A rápida penetração dessas idéias, em especial entre os intelectuais e nos meios acadêmicos, estimulou o aparecimento quase simultâneo de trabalhos que  apresentavam considerável grau de convergência, levados a cabo porpessoas diferentes, em lugares diferentes, e que trabalhavam independentemente umas das outras. Entre elas destacam-se William Stanley Jevons, na Inglaterra, Carl Menger, na Áustria, e Léon Walras, na Suíça. Nascia, nas pessoas desses três grandes nomes, o que se tornou conhecido como a Escola Marginalista em três ramificações: Escola de Cambridge, Escola Austríaca e Escola de Lausanne, respectivamente. Embora reconhecendo a existência de problemas sociais não resolvidos em mais de um século de predomínio das idéias clássicas na organização econômica dos principais países da Europa, os marginalistas discordavam dos socialistas em geral – e dos marxistas em particular – sobre a melhor forma de solucionar esses problemas. Tinham, no entanto, uma certeza: não deveria ser através da modificação da estrutura de produção capitalista, que consagrava os princípios liberais clássicos da propriedade privada, da livre iniciativa e da busca incessante do lucro. Afinal, o próprio Marx reconhecera a eficiência disso ao afirmar que “durante pouco mais de cem anos em que se encontra no poder, a burguesia [e o capitalismo] criou forças produtivas mais sólidas e colossais do que todas as gerações anteriores juntas…”.

Vindo, portanto, em defesa dos princípios clássicos na época tão combatidos pelos socialistas, os marginalistas dessa primeira geração fizeram a apologia do laissez-faire e foram responsáveis por algumas contribuições notáveis para a evolução da teoria econômica, entre as quais merecem destaque, segundo Oser e Blanchfield:

  • Os marginalistas concentravam sua atenção sobre a margem – o ponto de mudança em que se baseiam as decisões – para explicar os fenômenos econômicos. Estenderam a toda teoria econômica o princípio marginal que Ricardo desenvolveu em sua teoria da renda.
  • A abordagem marginalista era predominantemente microeconômica, na qual a tomada de decisão do agente econômico individual – seja uma pessoa física ou uma empresa – assumia importância central. Isso significa a retomada da tradição liberal da análise econômica, e se contrapõe frontalmente à análise marxista que tem por foco central as relações de classes.
  • Os marginalistas tomavam por base um sistema econômico baseado na concorrência perfeita (considerando, ocasionalmente, o monopólio absoluto como extremo oposto). Foram, com exceção da corrente austríaca, responsáveis pela forte expansão do uso de métodos quantitativos na construção de seus modelos de análise, que pretendiam ser uma abstração da realidade. Nesses modelos, o cenário dominante era constituído de um grande número de empresários pequenos e médios, que agiam independentemente, existindo muitos compradores, muitos vendedores, produtos homogêneos, preços uniformes, e sem influência da propaganda.

▶ _MATERIAL_:
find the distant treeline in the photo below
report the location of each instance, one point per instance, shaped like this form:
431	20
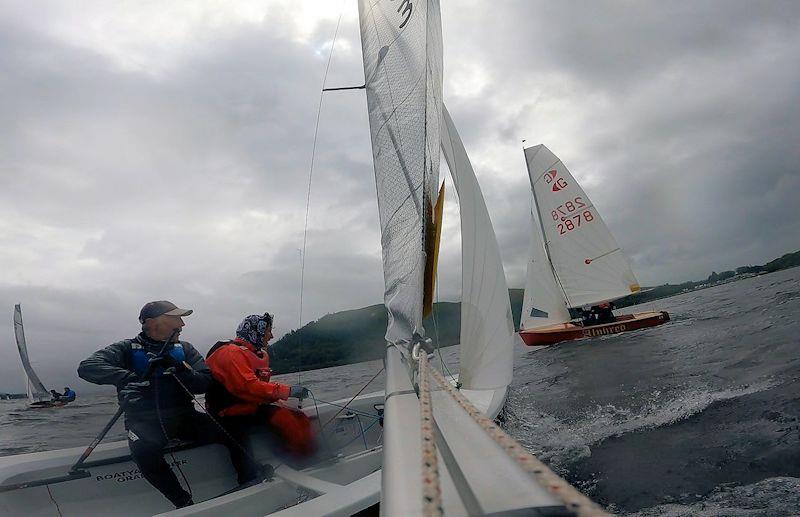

▶ _O QUE FAZER_:
1. Indique se cada afirmação a seguir está de acordo com o texto sobre os marginalistas, respondendo sim ou não e citando literalmente as palavras do texto que decidem a questão. (a) Jevons desenvolveu seu trabalho na Inglaterra. (b) Os marginalistas defendiam mudar a estrutura de produção capitalista para resolver os problemas sociais. (c) A corrente austríaca foi a principal responsável pela expansão dos métodos quantitativos.
2. Segundo o texto sobre os marginalistas, qual ramificação da Escola Marginalista corresponde a Léon Walras?
3. Reproduza, no texto sobre os marginalistas, o trecho de "Vindo, portanto, em" até "teoria da renda.".

▶ _RESPOSTAS EM ORDEM_:
1.
(a) Sim: "William Stanley Jevons, na Inglaterra".
(b) Não: "não deveria ser através da modificação da estrutura de produção capitalista".
(c) Não: "Foram, com exceção da corrente austríaca, responsáveis pela forte expansão do uso de métodos quantitativos".

2. A Escola de Lausanne.

3.
Vindo, portanto, em defesa dos princípios clássicos na época tão combatidos pelos socialistas, os marginalistas dessa primeira geração fizeram a apologia do laissez-faire e foram responsáveis por algumas contribuições notáveis para a evolução da teoria econômica, entre as quais merecem destaque, segundo Oser e Blanchfield:

  • Os marginalistas concentravam sua atenção sobre a margem – o ponto de mudança em que se baseiam as decisões – para explicar os fenômenos econômicos. Estenderam a toda teoria econômica o princípio marginal que Ricardo desenvolveu em sua teoria da renda.